# Which one, my original or the one an octave up?



## caters (Aug 2, 2018)

Okay, I'm asking the question of whether or not I should keep it in the original octave I wrote it in or take the right hand up an octave. I won't go further than an octave between 2 voices in the same clef without arpeggios or the pedal so that's why I'm asking.

This is my original and I think it sounds more harmonious but it is less true to the soprano voice(Soprano going close to bass clef seems odd):

View attachment Fugue in C minor.mp3


This is the one I raised by an octave and I think it is more true to the soprano voice(higher notes) but is less true to the alto voice and less harmonious(to me, it sounds like the right and left hands are isolated and not really in harmony even though technically speaking, they are:

View attachment Fugue in C minor 8va.mp3


----------



## Phil loves classical (Feb 8, 2017)

One of the voices in the original seemed to fizzle out replaced by a lower register voice around 0:17, while in the second one I think it sounds more continuous, having the voices continue in the same register like before with a new voice higher. So I think the 2nd one is the way to go. Why do you even care about the soprano range anyway? Isn't this a keyboard fugue?


----------



## caters (Aug 2, 2018)

Yes it is a fugue for the piano but I have seen Soprano used not just for a specific range but also in general to mean the highest voice in a piece regardless of the actual octave it is in.


----------



## Phil loves classical (Feb 8, 2017)

Ok, I get it now. the harmony with the higher or lower octave doesn't really change, it still sounds better in the octave higher to me since the voices are better delineated. There is an awkward silence around 0:07 and 0:008, and a disonnance in between 0:09 and 0:10 that sound off for being a more conservative sounding piece, that I would change. The soprano voice drops out later or is drastically lowered later on, you might want to make it reappear in that higher register later. But overall I think the harmony sounds good.


----------

__Task instructions__:
Please rewrite the stretch of the fugue thread from "One of the voices" through "octave it is in.", changing every "register" to "range".

__Supplied information__:
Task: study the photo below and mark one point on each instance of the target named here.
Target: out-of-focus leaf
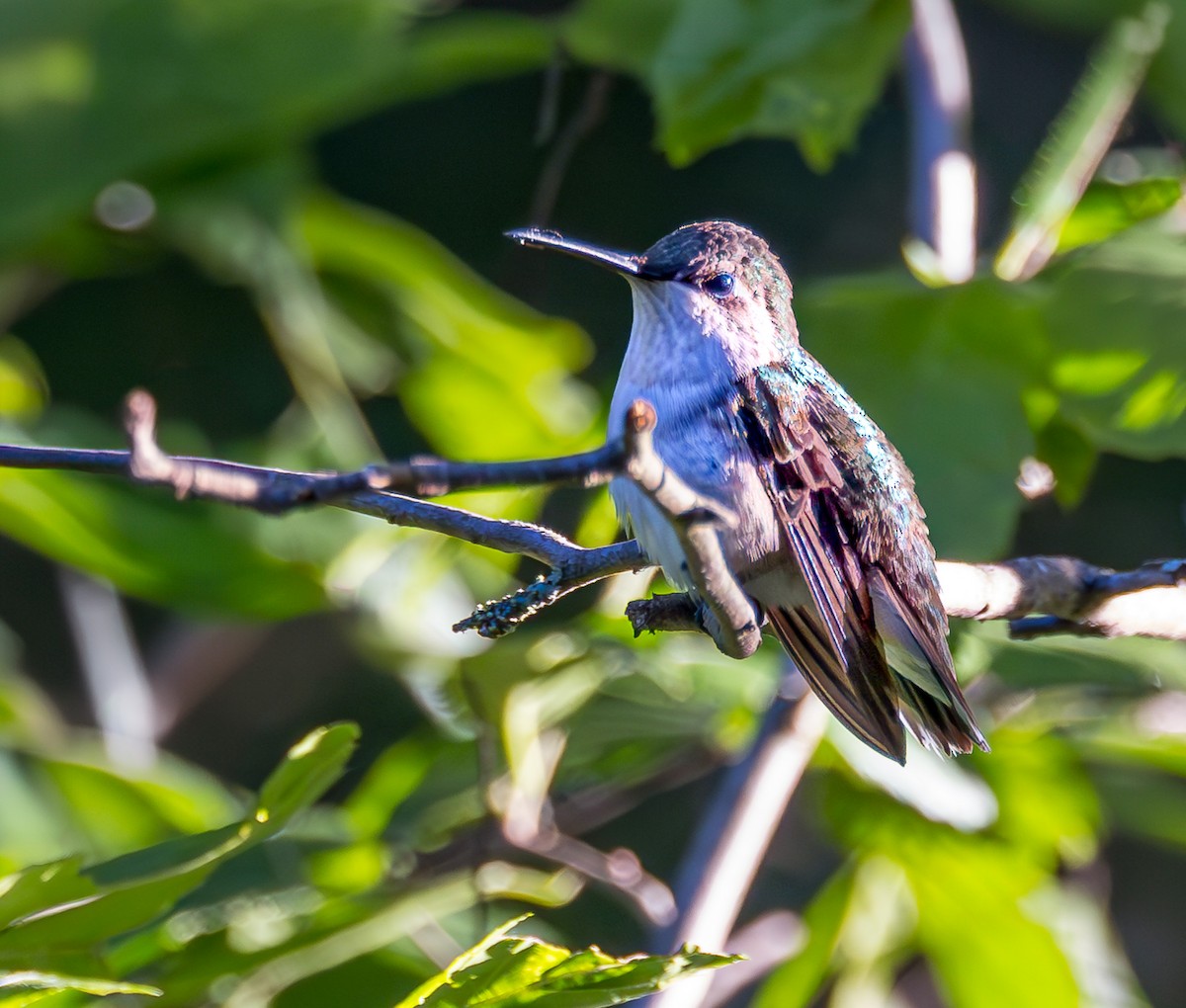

__Written solution__:
One of the voices in the original seemed to fizzle out replaced by a lower range voice around 0:17, while in the second one I think it sounds more continuous, having the voices continue in the same range like before with a new voice higher. So I think the 2nd one is the way to go. Why do you even care about the soprano range anyway? Isn't this a keyboard fugue?


----------



## caters (Aug 2, 2018)

Yes it is a fugue for the piano but I have seen Soprano used not just for a specific range but also in general to mean the highest voice in a piece regardless of the actual octave it is in.